(Rows from a segmentation dataset)
▬▬▬▬▬▬▬▬▬▬

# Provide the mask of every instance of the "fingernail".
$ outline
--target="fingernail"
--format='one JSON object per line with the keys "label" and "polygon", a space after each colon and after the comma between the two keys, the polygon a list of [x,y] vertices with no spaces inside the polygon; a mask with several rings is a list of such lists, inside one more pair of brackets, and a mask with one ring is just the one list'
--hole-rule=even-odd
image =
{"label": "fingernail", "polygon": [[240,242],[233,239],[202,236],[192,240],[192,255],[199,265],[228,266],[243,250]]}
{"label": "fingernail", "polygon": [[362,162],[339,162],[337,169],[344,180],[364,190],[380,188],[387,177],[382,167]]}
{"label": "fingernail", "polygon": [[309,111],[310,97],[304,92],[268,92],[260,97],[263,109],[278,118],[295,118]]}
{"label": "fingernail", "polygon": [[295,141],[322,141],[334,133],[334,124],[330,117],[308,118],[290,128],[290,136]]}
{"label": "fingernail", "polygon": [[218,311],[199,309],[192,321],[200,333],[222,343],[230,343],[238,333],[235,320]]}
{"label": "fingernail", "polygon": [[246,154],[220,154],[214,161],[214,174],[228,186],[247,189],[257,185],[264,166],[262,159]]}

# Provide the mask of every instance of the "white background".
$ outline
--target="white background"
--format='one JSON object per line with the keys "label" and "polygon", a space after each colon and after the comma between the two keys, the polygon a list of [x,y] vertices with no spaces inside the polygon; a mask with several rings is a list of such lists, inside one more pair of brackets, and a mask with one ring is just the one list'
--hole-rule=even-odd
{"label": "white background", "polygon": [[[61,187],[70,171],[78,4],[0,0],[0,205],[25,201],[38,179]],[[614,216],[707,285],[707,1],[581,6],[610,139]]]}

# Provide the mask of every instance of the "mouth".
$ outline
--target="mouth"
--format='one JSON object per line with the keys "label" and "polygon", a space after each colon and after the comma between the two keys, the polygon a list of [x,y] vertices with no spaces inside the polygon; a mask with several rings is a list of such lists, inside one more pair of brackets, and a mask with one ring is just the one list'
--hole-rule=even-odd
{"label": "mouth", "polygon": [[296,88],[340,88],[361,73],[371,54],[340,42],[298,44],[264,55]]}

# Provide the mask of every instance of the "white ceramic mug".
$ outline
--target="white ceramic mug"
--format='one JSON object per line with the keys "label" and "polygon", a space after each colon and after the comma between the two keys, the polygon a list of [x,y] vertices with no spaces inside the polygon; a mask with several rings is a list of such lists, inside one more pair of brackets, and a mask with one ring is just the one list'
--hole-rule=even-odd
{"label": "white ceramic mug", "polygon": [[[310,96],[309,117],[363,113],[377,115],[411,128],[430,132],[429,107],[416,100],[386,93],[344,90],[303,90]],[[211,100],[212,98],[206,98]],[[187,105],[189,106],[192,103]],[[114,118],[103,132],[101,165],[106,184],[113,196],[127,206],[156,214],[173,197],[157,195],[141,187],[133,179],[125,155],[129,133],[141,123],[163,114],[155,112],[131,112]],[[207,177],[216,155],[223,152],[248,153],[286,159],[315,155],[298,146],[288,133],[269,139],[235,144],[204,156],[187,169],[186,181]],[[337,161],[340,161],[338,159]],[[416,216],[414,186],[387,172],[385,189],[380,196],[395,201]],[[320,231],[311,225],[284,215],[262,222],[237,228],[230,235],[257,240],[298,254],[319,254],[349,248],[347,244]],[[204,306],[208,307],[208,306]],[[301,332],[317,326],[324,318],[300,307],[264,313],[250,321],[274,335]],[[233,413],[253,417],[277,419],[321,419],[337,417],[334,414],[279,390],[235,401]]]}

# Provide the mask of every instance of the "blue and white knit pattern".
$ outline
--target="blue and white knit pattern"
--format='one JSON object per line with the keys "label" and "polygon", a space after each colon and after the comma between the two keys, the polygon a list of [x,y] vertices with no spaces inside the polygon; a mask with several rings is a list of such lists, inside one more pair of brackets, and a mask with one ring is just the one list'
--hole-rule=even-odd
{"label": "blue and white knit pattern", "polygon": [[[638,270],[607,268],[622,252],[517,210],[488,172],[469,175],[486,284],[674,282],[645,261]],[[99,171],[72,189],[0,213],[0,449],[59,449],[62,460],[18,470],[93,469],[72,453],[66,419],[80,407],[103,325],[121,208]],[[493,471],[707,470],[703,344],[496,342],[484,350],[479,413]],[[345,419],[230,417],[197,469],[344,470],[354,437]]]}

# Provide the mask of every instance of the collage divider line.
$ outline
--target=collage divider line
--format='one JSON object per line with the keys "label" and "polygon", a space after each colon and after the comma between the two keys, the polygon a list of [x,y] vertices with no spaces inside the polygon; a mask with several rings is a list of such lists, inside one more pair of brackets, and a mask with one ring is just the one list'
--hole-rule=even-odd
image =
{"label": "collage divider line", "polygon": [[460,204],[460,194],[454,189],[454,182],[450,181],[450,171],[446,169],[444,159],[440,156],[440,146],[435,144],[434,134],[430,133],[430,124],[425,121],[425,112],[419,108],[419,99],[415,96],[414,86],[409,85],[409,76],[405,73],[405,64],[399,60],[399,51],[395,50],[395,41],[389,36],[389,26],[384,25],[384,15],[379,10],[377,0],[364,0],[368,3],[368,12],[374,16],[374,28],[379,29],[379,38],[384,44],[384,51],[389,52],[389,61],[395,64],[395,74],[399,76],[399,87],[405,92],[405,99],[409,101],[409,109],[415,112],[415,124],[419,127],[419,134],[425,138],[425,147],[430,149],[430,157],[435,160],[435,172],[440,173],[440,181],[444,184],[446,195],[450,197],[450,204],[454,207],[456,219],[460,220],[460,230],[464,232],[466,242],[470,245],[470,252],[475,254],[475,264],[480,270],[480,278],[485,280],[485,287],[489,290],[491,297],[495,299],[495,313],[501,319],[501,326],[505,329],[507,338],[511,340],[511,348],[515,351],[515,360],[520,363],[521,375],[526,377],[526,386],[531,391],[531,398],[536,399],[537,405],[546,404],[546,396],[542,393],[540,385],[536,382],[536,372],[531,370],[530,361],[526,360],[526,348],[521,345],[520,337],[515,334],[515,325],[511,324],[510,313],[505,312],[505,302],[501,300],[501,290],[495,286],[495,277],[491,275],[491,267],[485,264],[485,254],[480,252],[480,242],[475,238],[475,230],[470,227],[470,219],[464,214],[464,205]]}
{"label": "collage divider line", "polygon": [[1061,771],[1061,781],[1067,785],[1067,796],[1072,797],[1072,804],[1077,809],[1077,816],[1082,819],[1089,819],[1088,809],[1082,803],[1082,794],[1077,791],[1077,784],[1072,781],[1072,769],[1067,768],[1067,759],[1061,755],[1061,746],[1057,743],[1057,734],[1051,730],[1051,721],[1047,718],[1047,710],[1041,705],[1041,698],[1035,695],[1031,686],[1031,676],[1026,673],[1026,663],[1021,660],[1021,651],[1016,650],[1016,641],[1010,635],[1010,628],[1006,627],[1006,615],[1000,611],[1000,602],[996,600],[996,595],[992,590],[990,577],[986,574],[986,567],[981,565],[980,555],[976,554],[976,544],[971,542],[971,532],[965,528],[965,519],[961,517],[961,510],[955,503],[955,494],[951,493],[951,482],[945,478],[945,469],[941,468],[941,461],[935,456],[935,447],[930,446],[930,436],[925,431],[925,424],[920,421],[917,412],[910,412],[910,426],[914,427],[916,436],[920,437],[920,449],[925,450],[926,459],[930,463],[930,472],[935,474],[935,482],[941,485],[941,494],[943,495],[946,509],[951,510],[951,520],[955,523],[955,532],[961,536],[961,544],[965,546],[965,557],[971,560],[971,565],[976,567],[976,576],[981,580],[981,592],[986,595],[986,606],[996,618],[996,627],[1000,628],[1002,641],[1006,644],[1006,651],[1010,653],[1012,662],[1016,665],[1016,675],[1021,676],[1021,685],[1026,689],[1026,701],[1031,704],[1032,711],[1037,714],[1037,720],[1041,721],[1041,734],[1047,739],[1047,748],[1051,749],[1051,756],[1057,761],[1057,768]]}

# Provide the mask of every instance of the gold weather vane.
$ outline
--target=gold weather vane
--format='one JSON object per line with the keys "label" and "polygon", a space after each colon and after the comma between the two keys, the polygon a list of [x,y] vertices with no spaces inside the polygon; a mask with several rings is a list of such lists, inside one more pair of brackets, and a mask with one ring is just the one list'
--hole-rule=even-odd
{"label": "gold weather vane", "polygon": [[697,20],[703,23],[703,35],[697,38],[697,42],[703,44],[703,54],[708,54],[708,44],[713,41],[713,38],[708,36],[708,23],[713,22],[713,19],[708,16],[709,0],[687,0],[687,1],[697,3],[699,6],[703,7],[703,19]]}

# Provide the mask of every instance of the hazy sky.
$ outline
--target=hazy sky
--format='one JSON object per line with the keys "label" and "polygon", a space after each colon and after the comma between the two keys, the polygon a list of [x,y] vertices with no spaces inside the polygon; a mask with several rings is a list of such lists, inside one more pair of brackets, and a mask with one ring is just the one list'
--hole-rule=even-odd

▬▬▬▬▬▬▬▬▬▬

### SHORT TASK
Output the lines of the data above as a numbered list, from the line containing "# Provide the mask of every instance of the hazy" through the end of the data, inclusive, omitting any blank lines.

### EXERCISE RESPONSE
1. # Provide the mask of every instance of the hazy sky.
2. $ outline
3. --target=hazy sky
4. --format='one JSON object per line with the keys "label" and "polygon", a space after each colon and after the comma between the two keys, the polygon a list of [x,y] vertices with no spaces inside the polygon; a mask with several rings is a list of such lists, inside one more pair of brackets, and a mask with one ring is just the one list'
5. --hole-rule=even-odd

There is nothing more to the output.